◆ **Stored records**
========
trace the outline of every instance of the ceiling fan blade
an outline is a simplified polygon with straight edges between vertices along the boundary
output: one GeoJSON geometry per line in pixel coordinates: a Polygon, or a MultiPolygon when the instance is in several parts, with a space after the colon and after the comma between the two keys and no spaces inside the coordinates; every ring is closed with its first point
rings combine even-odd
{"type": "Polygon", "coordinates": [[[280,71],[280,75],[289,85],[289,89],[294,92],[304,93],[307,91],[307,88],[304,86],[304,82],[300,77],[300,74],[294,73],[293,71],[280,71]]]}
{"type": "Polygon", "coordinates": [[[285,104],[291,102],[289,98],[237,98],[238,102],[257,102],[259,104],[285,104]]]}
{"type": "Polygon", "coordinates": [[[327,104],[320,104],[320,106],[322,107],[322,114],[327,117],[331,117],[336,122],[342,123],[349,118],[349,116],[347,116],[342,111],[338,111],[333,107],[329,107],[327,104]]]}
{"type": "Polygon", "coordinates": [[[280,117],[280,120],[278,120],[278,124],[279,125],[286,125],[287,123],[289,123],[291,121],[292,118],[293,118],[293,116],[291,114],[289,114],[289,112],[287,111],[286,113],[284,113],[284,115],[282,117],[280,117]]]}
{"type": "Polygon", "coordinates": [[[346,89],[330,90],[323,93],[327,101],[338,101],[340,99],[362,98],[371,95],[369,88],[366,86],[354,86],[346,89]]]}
========
◆ **BRIEF**
Nothing may be omitted. Restate all of the entries exactly.

◆ **REPLY TO THE EXERCISE**
trace the outline of every instance of the ceiling fan blade
an outline is a simplified polygon with straight edges between vertices along the boundary
output: one GeoJSON geometry per line in pixel coordinates: a Polygon, or a MultiPolygon when the instance is in several parts, with a space after the colon and after the comma between the two keys and no spaces inside the coordinates; every ring is closed with its first point
rings combine even-odd
{"type": "Polygon", "coordinates": [[[280,71],[280,75],[289,85],[289,89],[294,92],[304,93],[307,91],[307,88],[304,86],[304,82],[300,77],[300,74],[294,73],[293,71],[280,71]]]}
{"type": "Polygon", "coordinates": [[[285,104],[291,102],[289,98],[237,98],[238,102],[257,102],[259,104],[285,104]]]}
{"type": "Polygon", "coordinates": [[[327,104],[320,104],[320,106],[322,107],[322,114],[327,117],[331,117],[336,122],[342,123],[349,118],[349,116],[347,116],[342,111],[338,111],[333,107],[329,107],[327,104]]]}
{"type": "Polygon", "coordinates": [[[280,117],[280,120],[278,120],[278,124],[279,125],[286,125],[287,123],[289,123],[291,121],[292,118],[293,118],[293,116],[291,114],[289,114],[289,112],[287,111],[286,113],[284,113],[284,115],[282,117],[280,117]]]}
{"type": "Polygon", "coordinates": [[[346,89],[330,90],[323,93],[327,101],[338,101],[340,99],[362,98],[371,95],[369,88],[366,86],[354,86],[346,89]]]}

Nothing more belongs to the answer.